→ **WORK ORDER**: Search the entries below. Return every line that has "correct" in it.

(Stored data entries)

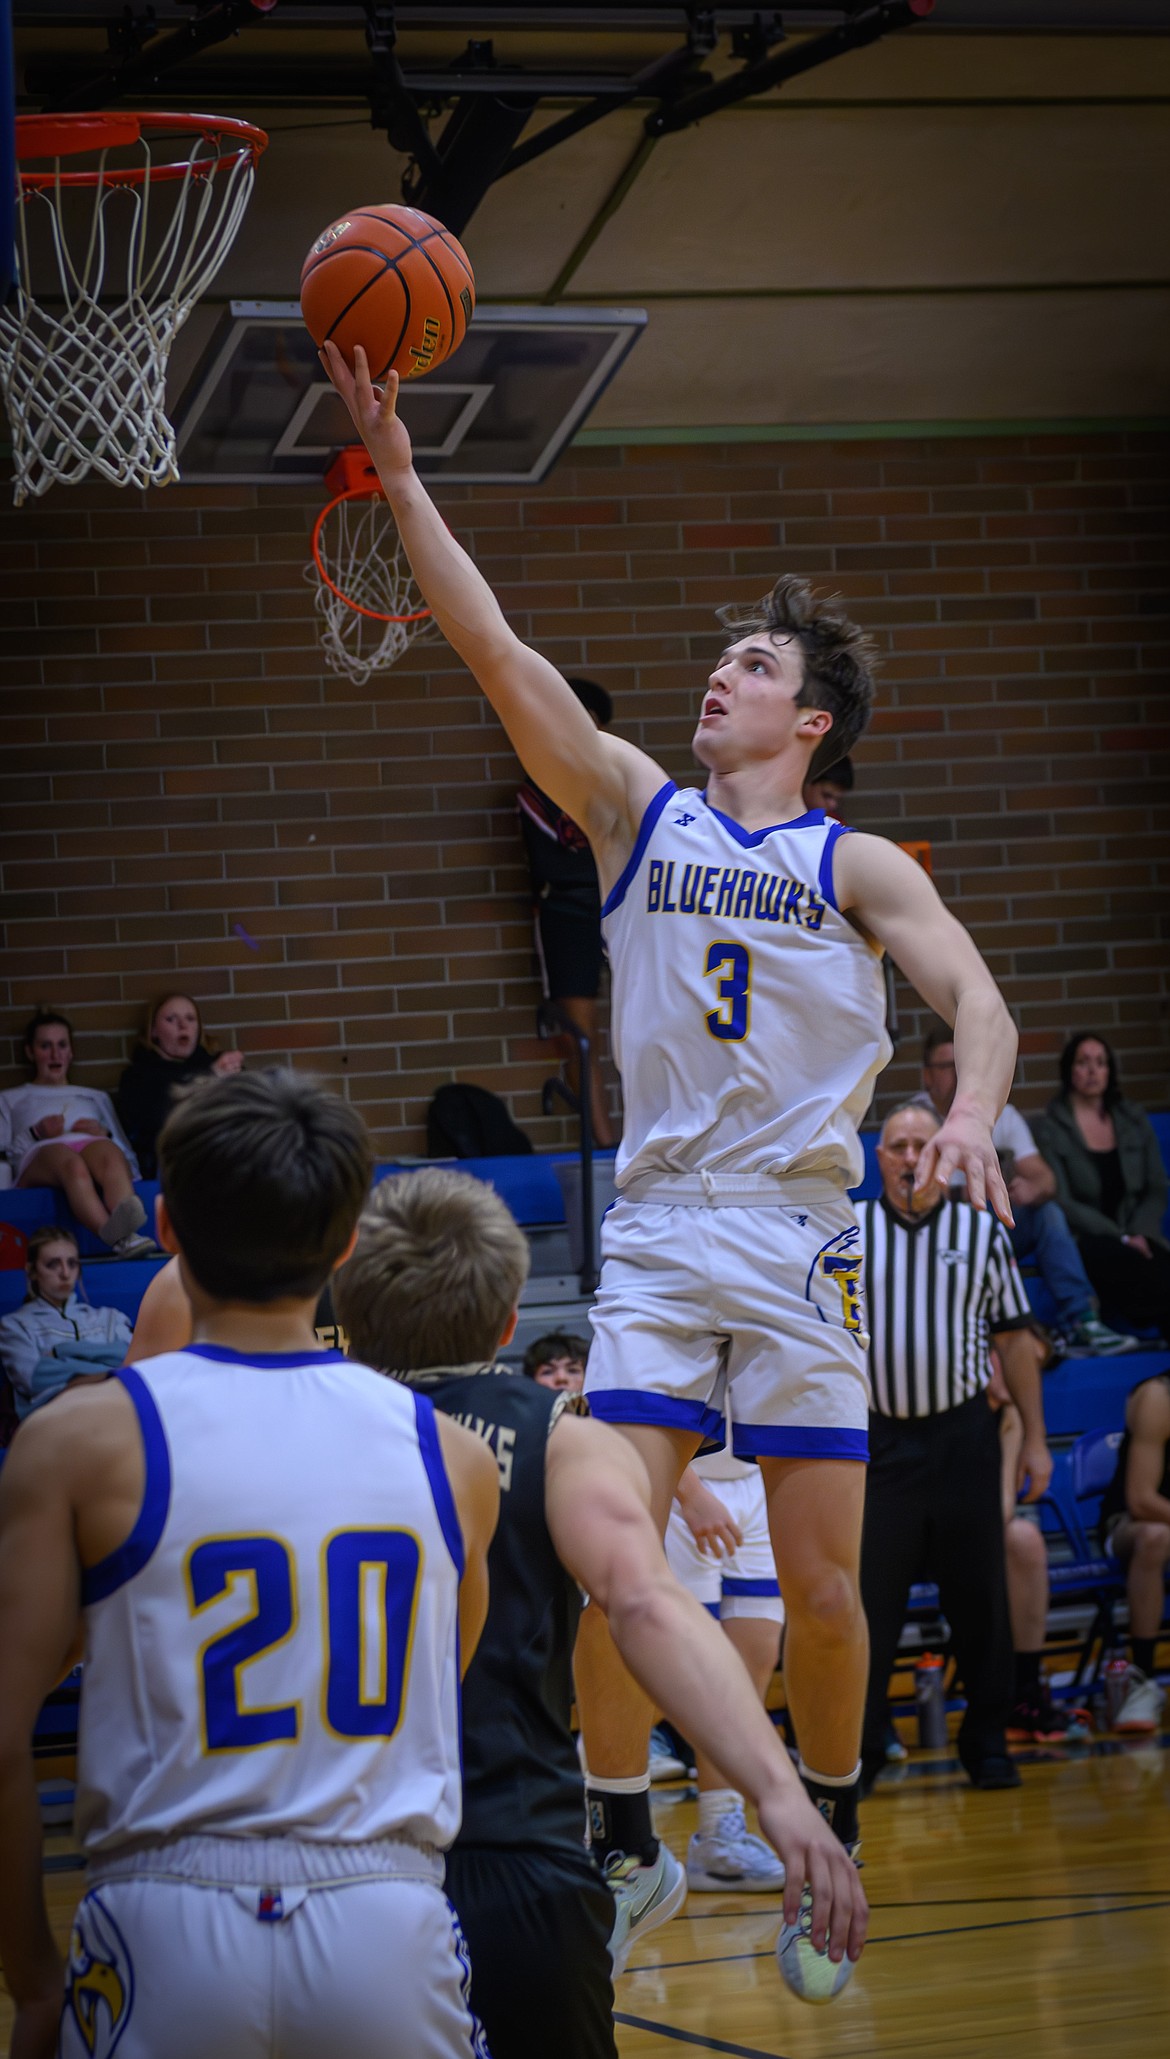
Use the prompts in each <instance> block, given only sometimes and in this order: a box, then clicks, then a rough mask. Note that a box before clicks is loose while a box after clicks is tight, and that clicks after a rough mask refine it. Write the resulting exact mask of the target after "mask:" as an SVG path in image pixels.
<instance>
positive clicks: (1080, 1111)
mask: <svg viewBox="0 0 1170 2059" xmlns="http://www.w3.org/2000/svg"><path fill="white" fill-rule="evenodd" d="M1036 1128H1038V1132H1040V1143H1042V1147H1044V1157H1046V1159H1048V1163H1051V1167H1053V1172H1055V1176H1057V1194H1059V1198H1061V1207H1063V1211H1065V1215H1067V1219H1069V1223H1071V1229H1073V1235H1075V1240H1077V1246H1079V1252H1081V1258H1083V1264H1086V1272H1088V1277H1090V1281H1092V1283H1094V1287H1096V1291H1098V1295H1100V1299H1102V1301H1104V1303H1106V1307H1108V1310H1110V1312H1116V1316H1121V1318H1123V1322H1129V1324H1133V1328H1135V1330H1147V1328H1149V1330H1151V1328H1158V1330H1160V1332H1162V1336H1164V1338H1166V1340H1168V1342H1170V1244H1168V1242H1166V1235H1164V1231H1162V1219H1164V1215H1166V1194H1168V1180H1166V1167H1164V1163H1162V1151H1160V1147H1158V1137H1156V1132H1154V1124H1151V1122H1149V1116H1147V1114H1145V1112H1143V1110H1141V1108H1139V1106H1137V1102H1127V1100H1125V1095H1123V1091H1121V1085H1119V1077H1116V1058H1114V1054H1112V1050H1110V1046H1108V1044H1106V1040H1104V1038H1102V1036H1096V1034H1094V1032H1092V1029H1079V1032H1077V1034H1075V1036H1071V1038H1069V1042H1067V1044H1065V1048H1063V1052H1061V1091H1059V1093H1057V1095H1053V1100H1051V1102H1048V1108H1046V1112H1044V1114H1042V1116H1040V1120H1038V1124H1036Z"/></svg>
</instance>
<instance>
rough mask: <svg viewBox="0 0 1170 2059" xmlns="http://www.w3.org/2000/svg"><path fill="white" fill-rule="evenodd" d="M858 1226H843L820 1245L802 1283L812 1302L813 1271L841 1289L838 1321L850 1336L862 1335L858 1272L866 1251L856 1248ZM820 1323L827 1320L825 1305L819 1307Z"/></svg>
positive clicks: (862, 1268)
mask: <svg viewBox="0 0 1170 2059" xmlns="http://www.w3.org/2000/svg"><path fill="white" fill-rule="evenodd" d="M859 1237H861V1229H859V1227H857V1225H855V1227H853V1229H845V1231H842V1233H840V1235H838V1237H832V1240H830V1244H826V1246H822V1250H820V1252H818V1254H816V1258H814V1262H812V1266H810V1277H807V1283H805V1295H807V1299H810V1301H812V1277H814V1270H816V1272H820V1275H822V1279H828V1281H832V1283H834V1287H836V1289H838V1291H840V1322H842V1326H845V1328H847V1330H849V1332H851V1336H863V1334H865V1295H863V1287H861V1275H863V1268H865V1252H859V1250H857V1244H859ZM818 1314H820V1318H822V1322H828V1316H826V1314H824V1307H818Z"/></svg>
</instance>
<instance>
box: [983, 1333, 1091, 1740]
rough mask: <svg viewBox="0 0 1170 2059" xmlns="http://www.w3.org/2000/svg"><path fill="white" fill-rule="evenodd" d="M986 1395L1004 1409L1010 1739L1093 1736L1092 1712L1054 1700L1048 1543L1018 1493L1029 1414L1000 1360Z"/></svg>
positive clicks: (1005, 1517) (1000, 1448) (1005, 1512)
mask: <svg viewBox="0 0 1170 2059" xmlns="http://www.w3.org/2000/svg"><path fill="white" fill-rule="evenodd" d="M987 1398H989V1402H991V1406H993V1408H997V1410H999V1458H1001V1474H999V1487H1001V1495H1003V1557H1005V1569H1007V1614H1009V1616H1011V1649H1013V1653H1016V1703H1013V1709H1011V1715H1009V1719H1007V1738H1009V1740H1011V1744H1083V1742H1086V1740H1088V1738H1090V1736H1092V1721H1090V1717H1088V1713H1086V1711H1083V1709H1065V1707H1063V1705H1061V1703H1055V1701H1053V1692H1051V1688H1048V1682H1046V1678H1044V1664H1042V1662H1044V1639H1046V1635H1048V1600H1051V1583H1048V1546H1046V1544H1044V1532H1042V1530H1040V1524H1038V1522H1032V1520H1030V1517H1032V1509H1028V1507H1022V1505H1020V1499H1018V1493H1016V1480H1018V1474H1020V1447H1022V1443H1024V1419H1022V1415H1020V1410H1018V1406H1016V1402H1013V1400H1011V1396H1009V1392H1007V1386H1005V1380H1003V1373H1001V1371H999V1365H997V1367H995V1371H993V1375H991V1384H989V1388H987Z"/></svg>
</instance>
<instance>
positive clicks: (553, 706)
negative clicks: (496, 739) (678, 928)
mask: <svg viewBox="0 0 1170 2059" xmlns="http://www.w3.org/2000/svg"><path fill="white" fill-rule="evenodd" d="M321 358H323V362H325V371H328V373H330V379H332V381H334V385H336V389H338V393H340V395H342V399H344V402H346V408H348V410H350V416H352V418H354V426H356V430H358V437H360V439H363V443H365V447H367V451H369V455H371V457H373V461H375V465H377V476H379V480H381V486H383V492H385V498H387V500H389V507H391V511H393V519H395V523H398V527H400V531H402V542H404V544H406V556H408V558H410V568H412V572H414V579H416V581H418V587H420V591H422V597H424V601H426V605H428V607H431V609H433V614H435V620H437V624H439V628H441V630H443V634H445V638H447V642H449V644H451V647H453V649H455V651H457V653H459V657H461V659H463V663H466V665H470V669H472V671H474V675H476V679H478V682H480V686H482V688H484V694H486V696H488V700H490V702H492V708H494V710H496V714H498V717H501V721H503V725H505V729H507V733H509V737H511V743H513V747H515V752H517V756H519V760H521V764H523V768H525V772H529V774H531V778H534V780H536V782H538V787H544V791H546V793H548V795H552V799H554V801H556V803H558V807H564V809H566V811H569V813H571V815H573V819H575V822H579V824H581V828H583V830H585V832H587V836H589V838H591V842H593V844H606V842H608V840H610V838H612V836H614V832H618V834H620V828H622V826H628V832H630V836H632V834H636V826H639V822H641V817H643V813H645V809H647V805H649V801H651V799H653V795H655V793H657V789H659V787H661V782H663V774H661V772H659V768H657V766H655V764H653V762H651V760H649V758H645V756H643V752H636V749H634V747H632V745H630V743H622V739H620V737H608V735H601V733H599V731H597V729H595V727H593V721H591V717H589V714H587V712H585V708H583V706H581V702H579V700H577V696H575V694H573V690H571V688H569V686H566V684H564V679H562V677H560V673H558V671H556V667H554V665H550V663H548V659H544V657H542V655H540V651H531V649H529V647H527V644H525V642H521V638H519V636H517V634H515V630H511V628H509V624H507V620H505V614H503V609H501V603H498V601H496V597H494V593H492V589H490V587H488V583H486V579H484V577H482V574H480V570H478V568H476V566H474V564H472V560H470V558H468V552H466V550H463V548H461V546H459V544H457V542H455V537H453V535H451V531H449V529H447V523H445V521H443V517H441V515H439V509H437V507H435V502H433V500H431V494H428V492H426V488H424V486H422V482H420V478H418V474H416V472H414V461H412V451H410V437H408V432H406V428H404V424H402V422H400V418H398V410H395V402H398V373H389V375H387V381H385V387H381V389H379V387H375V385H373V383H371V377H369V364H367V356H365V350H363V348H360V346H358V348H356V350H354V371H352V373H350V369H348V364H346V360H344V356H342V354H340V350H338V348H336V344H325V348H323V352H321Z"/></svg>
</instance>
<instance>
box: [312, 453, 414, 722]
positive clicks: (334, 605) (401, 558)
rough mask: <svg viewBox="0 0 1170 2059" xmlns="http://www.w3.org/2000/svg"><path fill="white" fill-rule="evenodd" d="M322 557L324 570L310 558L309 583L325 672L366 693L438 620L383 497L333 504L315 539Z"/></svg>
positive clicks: (318, 531)
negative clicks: (374, 677)
mask: <svg viewBox="0 0 1170 2059" xmlns="http://www.w3.org/2000/svg"><path fill="white" fill-rule="evenodd" d="M317 554H319V564H317V560H315V558H313V560H311V562H309V564H307V566H305V579H309V581H311V583H313V585H315V591H313V605H315V609H317V616H319V626H317V636H319V642H321V649H323V653H325V665H330V669H332V671H340V673H344V675H346V677H348V679H352V682H354V686H365V684H367V679H369V675H371V673H375V671H389V667H391V665H393V663H398V659H400V657H402V653H404V651H406V649H408V644H412V642H418V640H420V638H422V636H426V634H428V632H431V630H433V628H435V624H433V618H431V614H428V612H424V607H422V595H420V593H418V587H416V585H414V579H412V577H410V564H408V562H406V552H404V548H402V537H400V533H398V527H395V521H393V515H391V513H389V507H387V504H385V500H381V498H379V496H369V494H363V496H354V494H342V496H340V498H338V500H336V502H332V507H330V509H328V511H325V517H323V521H321V525H319V531H317ZM323 572H328V574H330V579H332V581H334V585H330V583H328V579H325V577H323ZM334 587H340V589H342V591H340V593H336V591H334ZM342 595H346V599H342ZM387 616H393V618H400V620H385V618H387ZM418 616H420V620H410V618H418Z"/></svg>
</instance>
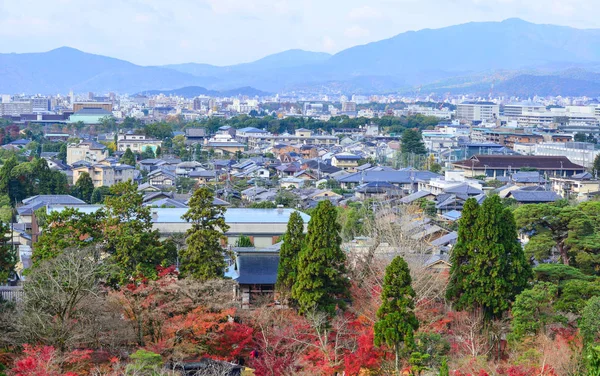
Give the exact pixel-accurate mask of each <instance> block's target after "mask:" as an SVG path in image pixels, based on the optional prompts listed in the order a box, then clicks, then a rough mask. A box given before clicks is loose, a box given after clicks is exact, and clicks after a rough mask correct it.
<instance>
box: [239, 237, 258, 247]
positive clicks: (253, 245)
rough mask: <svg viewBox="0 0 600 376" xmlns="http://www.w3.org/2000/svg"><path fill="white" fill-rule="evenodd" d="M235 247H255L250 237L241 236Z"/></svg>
mask: <svg viewBox="0 0 600 376" xmlns="http://www.w3.org/2000/svg"><path fill="white" fill-rule="evenodd" d="M235 246H236V247H241V248H251V247H254V244H252V240H251V239H250V237H249V236H246V235H240V237H239V238H238V240H237V241H236V242H235Z"/></svg>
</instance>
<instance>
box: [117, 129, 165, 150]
mask: <svg viewBox="0 0 600 376" xmlns="http://www.w3.org/2000/svg"><path fill="white" fill-rule="evenodd" d="M161 145H162V141H160V140H156V139H153V138H148V137H147V136H146V135H143V134H125V133H119V135H118V136H117V150H118V151H126V150H127V149H131V151H132V152H134V153H142V152H143V151H144V150H146V148H148V147H149V148H150V149H152V151H153V152H156V149H157V148H158V147H159V146H161Z"/></svg>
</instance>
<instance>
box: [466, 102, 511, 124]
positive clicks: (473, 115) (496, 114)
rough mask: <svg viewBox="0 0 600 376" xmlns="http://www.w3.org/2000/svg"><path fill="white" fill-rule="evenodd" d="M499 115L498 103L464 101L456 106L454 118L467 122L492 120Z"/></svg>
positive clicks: (499, 109) (474, 121)
mask: <svg viewBox="0 0 600 376" xmlns="http://www.w3.org/2000/svg"><path fill="white" fill-rule="evenodd" d="M499 116H500V105H498V104H495V103H492V102H464V103H460V104H458V105H457V106H456V118H457V119H460V120H464V121H469V122H487V121H494V120H496V119H498V117H499Z"/></svg>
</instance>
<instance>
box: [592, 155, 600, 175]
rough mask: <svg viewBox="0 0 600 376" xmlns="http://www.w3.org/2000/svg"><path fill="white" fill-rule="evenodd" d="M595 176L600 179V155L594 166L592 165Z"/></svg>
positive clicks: (594, 160)
mask: <svg viewBox="0 0 600 376" xmlns="http://www.w3.org/2000/svg"><path fill="white" fill-rule="evenodd" d="M592 172H593V174H594V175H595V176H596V177H598V176H600V154H598V155H597V156H596V158H594V164H593V165H592Z"/></svg>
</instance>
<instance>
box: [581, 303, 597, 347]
mask: <svg viewBox="0 0 600 376" xmlns="http://www.w3.org/2000/svg"><path fill="white" fill-rule="evenodd" d="M579 330H580V332H581V336H582V337H583V341H584V343H585V344H587V345H591V344H594V343H597V342H598V339H600V337H599V336H600V296H595V297H593V298H591V299H590V300H588V301H587V303H586V305H585V307H584V308H583V311H582V312H581V319H580V321H579Z"/></svg>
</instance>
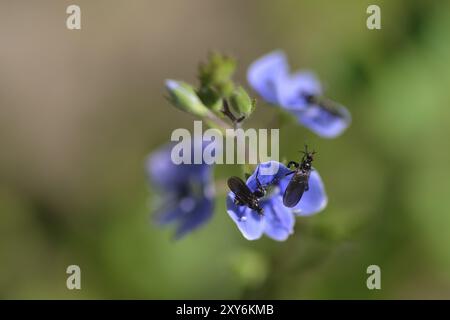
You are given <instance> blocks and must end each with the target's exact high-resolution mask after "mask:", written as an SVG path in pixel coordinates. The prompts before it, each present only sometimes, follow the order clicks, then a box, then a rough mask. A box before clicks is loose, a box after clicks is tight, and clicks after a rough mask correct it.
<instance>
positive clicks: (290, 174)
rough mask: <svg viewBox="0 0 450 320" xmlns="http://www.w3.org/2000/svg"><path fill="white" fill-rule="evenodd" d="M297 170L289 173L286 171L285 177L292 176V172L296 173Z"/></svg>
mask: <svg viewBox="0 0 450 320" xmlns="http://www.w3.org/2000/svg"><path fill="white" fill-rule="evenodd" d="M295 172H296V171H291V172H288V173H286V174H285V175H284V176H285V177H287V176H290V175H291V174H294V173H295Z"/></svg>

→ **ANSWER BOX**:
Give the exact pixel-accurate mask of each <instance> block's target after "mask:" as an SVG path in image pixels, based on the optional prompts listed in the order a box, then clicks, then a rough mask. A box given before clicks is loose, a box given after clicks is exact, and clicks after a rough mask correct it.
You are given <instance> blocks and must end each with the target's exact high-resolution mask after "mask:", written as an SVG path in pixel coordinates. The prompts before it, each present only sometimes, follow the order clicks, then a box, then a rough mask. A box before clicks is loose, a box after clicks is tight, and clicks after a rough mask correct it.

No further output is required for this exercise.